● **Input material**:

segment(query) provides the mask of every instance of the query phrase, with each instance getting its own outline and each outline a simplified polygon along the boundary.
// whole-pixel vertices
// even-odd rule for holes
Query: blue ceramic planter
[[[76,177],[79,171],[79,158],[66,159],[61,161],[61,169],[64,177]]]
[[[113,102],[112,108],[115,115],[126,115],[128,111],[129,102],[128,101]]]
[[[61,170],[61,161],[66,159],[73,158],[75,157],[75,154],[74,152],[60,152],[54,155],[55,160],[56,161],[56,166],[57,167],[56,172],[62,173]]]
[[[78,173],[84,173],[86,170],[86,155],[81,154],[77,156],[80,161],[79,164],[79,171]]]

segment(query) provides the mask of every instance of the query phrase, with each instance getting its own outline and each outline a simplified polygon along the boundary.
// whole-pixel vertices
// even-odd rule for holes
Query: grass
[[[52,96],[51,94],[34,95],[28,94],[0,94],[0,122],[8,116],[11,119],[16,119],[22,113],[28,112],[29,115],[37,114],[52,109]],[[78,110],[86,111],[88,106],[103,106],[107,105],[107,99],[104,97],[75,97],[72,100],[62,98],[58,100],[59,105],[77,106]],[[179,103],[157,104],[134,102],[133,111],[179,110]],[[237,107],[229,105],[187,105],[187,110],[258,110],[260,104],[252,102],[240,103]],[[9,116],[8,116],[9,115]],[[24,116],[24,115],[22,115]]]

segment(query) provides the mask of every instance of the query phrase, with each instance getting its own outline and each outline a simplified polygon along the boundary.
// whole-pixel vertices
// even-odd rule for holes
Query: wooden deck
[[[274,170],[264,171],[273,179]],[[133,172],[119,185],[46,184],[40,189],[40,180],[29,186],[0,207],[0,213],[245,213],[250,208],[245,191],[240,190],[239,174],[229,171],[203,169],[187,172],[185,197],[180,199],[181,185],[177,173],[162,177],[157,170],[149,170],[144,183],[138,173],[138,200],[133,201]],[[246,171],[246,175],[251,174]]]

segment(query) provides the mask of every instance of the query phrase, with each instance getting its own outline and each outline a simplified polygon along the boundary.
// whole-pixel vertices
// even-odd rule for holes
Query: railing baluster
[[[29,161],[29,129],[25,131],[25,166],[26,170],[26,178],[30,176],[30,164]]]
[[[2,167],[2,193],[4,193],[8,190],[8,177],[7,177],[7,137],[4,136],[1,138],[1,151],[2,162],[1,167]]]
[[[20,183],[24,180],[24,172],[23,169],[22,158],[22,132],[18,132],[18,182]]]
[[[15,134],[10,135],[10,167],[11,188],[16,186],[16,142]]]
--
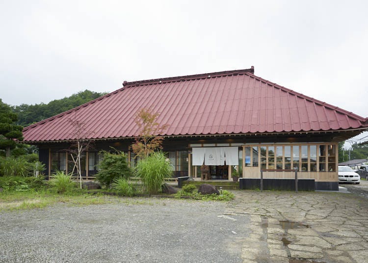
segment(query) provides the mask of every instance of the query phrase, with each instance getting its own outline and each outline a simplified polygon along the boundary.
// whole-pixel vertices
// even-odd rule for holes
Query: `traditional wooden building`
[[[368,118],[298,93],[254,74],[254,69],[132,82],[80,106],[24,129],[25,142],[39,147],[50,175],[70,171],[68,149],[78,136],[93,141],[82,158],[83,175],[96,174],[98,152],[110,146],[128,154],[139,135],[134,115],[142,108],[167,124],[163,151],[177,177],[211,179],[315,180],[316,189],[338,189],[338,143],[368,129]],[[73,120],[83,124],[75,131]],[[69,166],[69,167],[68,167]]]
* * *
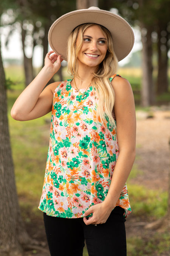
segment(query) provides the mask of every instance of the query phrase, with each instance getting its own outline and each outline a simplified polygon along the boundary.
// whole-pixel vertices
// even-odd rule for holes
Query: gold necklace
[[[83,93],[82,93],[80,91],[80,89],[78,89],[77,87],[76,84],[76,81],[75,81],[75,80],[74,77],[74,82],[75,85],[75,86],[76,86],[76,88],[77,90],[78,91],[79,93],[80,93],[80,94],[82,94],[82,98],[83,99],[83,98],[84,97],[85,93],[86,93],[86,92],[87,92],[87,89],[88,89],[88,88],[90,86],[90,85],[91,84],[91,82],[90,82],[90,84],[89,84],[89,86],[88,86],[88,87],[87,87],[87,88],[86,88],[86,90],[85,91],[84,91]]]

● **Work required**: Please count the lines in the items above that contain the string "wooden", treating uppercase and lowercase as different, and reply with the number alone.

● **Response to this exercise**: 2